§ **Written exercise**
Extract each line of the material below that contains the word "every". Copy those lines in their original order.

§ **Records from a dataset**
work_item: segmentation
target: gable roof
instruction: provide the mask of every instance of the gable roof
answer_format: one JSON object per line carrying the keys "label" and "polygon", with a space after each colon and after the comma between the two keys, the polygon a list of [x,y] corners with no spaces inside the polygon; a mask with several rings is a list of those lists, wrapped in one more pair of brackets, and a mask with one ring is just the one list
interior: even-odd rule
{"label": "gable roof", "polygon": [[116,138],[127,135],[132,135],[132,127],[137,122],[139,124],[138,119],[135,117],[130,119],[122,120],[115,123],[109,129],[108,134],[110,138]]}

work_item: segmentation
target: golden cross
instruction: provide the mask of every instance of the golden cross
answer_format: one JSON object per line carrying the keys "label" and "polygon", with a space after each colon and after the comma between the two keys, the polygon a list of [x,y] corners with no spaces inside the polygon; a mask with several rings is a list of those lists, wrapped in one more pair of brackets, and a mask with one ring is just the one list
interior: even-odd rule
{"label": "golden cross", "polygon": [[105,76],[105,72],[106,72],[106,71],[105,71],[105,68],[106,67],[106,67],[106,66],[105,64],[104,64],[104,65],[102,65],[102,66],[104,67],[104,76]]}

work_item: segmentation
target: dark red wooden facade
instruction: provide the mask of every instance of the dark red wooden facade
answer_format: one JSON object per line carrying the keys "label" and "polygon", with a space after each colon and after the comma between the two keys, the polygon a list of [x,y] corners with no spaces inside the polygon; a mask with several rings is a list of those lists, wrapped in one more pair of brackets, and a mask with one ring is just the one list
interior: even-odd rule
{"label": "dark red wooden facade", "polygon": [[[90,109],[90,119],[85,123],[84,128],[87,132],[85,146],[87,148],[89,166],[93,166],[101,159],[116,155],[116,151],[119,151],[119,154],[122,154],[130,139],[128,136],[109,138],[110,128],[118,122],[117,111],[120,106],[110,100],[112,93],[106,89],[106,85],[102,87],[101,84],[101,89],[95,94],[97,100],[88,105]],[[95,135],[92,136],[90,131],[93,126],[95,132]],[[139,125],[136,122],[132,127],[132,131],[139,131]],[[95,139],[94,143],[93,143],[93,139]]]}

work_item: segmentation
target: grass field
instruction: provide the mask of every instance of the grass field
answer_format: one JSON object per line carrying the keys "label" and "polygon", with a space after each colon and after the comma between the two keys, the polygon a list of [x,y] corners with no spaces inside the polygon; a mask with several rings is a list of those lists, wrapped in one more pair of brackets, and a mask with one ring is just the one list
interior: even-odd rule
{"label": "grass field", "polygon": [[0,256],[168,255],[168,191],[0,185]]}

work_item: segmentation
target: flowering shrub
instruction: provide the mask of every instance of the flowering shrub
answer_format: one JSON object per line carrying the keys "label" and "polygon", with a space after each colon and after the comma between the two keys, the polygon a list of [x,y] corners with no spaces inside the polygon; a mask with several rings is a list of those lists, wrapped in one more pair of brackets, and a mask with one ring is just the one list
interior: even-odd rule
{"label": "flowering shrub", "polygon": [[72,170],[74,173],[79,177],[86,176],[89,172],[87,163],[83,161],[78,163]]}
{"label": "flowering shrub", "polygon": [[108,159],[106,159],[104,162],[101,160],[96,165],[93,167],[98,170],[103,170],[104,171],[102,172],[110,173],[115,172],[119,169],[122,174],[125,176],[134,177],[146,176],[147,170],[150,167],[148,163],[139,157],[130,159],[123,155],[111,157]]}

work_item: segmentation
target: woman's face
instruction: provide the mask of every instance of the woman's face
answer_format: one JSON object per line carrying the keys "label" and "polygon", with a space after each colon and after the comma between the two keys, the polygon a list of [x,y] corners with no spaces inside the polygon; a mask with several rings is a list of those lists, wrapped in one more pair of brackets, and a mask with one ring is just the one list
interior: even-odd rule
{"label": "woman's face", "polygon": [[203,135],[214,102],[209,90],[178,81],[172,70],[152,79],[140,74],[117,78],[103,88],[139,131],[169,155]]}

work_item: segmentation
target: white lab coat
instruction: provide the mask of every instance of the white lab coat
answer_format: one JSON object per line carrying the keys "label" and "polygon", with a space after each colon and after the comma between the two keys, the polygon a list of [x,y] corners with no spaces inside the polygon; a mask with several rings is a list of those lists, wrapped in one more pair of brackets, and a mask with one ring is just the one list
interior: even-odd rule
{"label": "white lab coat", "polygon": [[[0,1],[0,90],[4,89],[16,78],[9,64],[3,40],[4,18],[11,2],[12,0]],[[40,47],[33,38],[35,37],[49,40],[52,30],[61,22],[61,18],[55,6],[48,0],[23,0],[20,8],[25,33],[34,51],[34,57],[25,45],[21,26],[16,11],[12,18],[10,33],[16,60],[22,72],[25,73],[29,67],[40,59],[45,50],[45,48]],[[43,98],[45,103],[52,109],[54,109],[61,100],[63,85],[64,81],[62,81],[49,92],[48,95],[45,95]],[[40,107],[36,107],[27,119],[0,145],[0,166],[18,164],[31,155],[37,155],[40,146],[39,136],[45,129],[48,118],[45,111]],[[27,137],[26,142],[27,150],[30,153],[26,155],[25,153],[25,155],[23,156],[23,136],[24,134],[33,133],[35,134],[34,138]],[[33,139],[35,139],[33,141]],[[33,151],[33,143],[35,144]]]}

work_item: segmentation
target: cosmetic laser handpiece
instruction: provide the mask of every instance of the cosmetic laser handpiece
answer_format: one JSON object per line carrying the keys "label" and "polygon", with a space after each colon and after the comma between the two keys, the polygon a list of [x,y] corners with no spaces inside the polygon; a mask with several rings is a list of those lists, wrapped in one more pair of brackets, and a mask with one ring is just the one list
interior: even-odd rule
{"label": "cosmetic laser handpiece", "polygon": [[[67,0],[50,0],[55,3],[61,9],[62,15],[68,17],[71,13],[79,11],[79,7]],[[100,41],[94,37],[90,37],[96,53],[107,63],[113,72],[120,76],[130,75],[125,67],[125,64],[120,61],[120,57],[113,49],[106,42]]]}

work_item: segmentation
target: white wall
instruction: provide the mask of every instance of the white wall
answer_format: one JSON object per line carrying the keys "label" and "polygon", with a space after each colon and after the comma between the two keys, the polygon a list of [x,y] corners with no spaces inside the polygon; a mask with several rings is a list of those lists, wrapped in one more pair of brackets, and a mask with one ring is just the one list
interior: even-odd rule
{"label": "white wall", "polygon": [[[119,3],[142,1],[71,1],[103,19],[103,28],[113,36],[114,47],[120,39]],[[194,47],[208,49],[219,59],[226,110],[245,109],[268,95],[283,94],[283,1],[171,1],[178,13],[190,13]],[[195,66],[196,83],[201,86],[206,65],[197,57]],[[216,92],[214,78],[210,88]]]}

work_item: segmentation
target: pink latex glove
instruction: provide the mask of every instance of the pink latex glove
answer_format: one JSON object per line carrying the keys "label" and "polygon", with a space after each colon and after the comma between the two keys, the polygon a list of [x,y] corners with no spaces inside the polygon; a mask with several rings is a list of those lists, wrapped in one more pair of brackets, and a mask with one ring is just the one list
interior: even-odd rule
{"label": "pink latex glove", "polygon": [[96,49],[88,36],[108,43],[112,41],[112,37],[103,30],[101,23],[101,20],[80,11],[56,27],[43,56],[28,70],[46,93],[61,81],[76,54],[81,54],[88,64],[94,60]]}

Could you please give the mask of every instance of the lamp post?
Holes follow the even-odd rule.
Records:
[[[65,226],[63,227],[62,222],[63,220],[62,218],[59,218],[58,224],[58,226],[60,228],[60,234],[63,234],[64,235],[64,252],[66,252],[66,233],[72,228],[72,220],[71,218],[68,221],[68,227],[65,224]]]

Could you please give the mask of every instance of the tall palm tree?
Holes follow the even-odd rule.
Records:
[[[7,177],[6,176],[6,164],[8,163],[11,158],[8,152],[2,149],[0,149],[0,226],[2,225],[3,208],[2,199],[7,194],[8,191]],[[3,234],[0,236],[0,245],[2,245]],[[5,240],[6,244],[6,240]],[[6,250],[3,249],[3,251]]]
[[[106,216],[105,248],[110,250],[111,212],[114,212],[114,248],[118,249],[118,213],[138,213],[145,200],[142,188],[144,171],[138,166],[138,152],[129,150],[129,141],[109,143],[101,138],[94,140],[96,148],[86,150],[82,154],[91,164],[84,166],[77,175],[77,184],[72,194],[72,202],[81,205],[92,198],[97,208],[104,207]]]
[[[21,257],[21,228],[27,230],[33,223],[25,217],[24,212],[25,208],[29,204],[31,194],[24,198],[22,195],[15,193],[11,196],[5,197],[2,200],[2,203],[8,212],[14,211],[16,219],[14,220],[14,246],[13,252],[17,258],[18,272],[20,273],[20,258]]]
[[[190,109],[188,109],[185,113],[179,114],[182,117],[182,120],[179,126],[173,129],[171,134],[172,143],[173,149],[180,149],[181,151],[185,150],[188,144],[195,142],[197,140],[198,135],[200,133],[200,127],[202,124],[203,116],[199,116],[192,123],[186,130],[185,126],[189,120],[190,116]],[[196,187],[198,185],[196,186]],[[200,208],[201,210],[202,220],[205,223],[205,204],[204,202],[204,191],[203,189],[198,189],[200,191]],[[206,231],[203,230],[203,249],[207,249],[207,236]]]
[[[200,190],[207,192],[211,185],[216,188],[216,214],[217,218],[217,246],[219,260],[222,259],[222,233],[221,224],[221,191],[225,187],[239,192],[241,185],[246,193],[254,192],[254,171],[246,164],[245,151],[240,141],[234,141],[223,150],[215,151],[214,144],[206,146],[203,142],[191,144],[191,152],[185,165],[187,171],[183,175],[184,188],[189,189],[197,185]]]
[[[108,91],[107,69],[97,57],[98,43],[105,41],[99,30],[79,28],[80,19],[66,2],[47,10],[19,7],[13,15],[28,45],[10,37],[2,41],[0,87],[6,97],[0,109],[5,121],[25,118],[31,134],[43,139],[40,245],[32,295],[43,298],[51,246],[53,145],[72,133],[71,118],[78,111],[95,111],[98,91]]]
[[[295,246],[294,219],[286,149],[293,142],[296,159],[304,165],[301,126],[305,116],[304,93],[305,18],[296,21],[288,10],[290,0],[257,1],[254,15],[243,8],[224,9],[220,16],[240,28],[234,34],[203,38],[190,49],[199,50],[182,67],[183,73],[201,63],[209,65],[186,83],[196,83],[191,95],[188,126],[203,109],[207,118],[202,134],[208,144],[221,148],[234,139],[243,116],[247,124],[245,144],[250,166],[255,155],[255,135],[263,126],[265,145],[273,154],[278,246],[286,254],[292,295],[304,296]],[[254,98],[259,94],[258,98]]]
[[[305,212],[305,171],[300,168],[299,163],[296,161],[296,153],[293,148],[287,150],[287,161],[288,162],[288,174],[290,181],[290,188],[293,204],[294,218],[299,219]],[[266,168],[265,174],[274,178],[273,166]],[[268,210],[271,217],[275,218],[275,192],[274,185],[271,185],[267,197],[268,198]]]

§ **Result**
instruction: provide the mask of every instance of the gable roof
instruction: provide the mask of every instance of the golden cross
instruction: provide the mask of every instance of the dark red wooden facade
instruction: provide the mask of every instance of the grass field
instruction: provide the mask of every instance of the flowering shrub
instruction: provide the mask of every instance of the woman's face
instruction: provide the mask of every instance of the white lab coat
instruction: provide the mask of every instance of the cosmetic laser handpiece
instruction: provide the mask of every instance of the white wall
instruction: provide the mask of every instance of the pink latex glove
Could you please give the mask of every instance of the lamp post?
Could you please give the mask of every instance of the tall palm tree?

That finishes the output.